◆ **EXERCISE PROMPT**
Show each line of the items that contains the word "coordinates".

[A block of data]
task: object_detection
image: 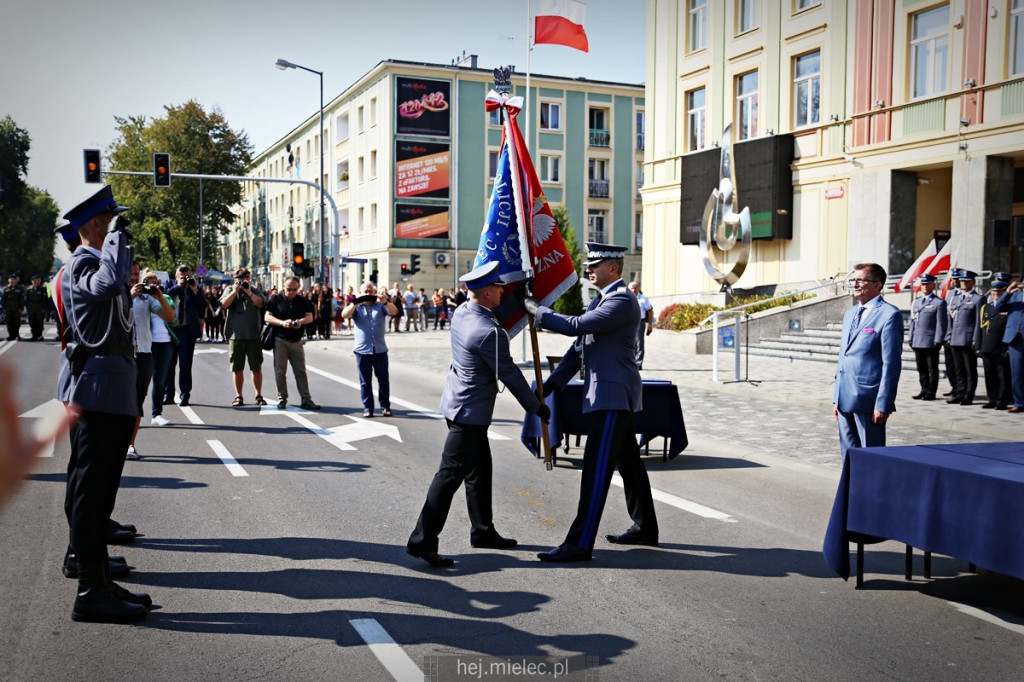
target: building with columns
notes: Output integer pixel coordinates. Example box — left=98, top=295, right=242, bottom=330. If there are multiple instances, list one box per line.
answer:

◆ **ANSWER TO THIS PROBLEM**
notes: Output integer pixel coordinates. Example box — left=98, top=295, right=242, bottom=330. If there are multiple instances, list one box per line.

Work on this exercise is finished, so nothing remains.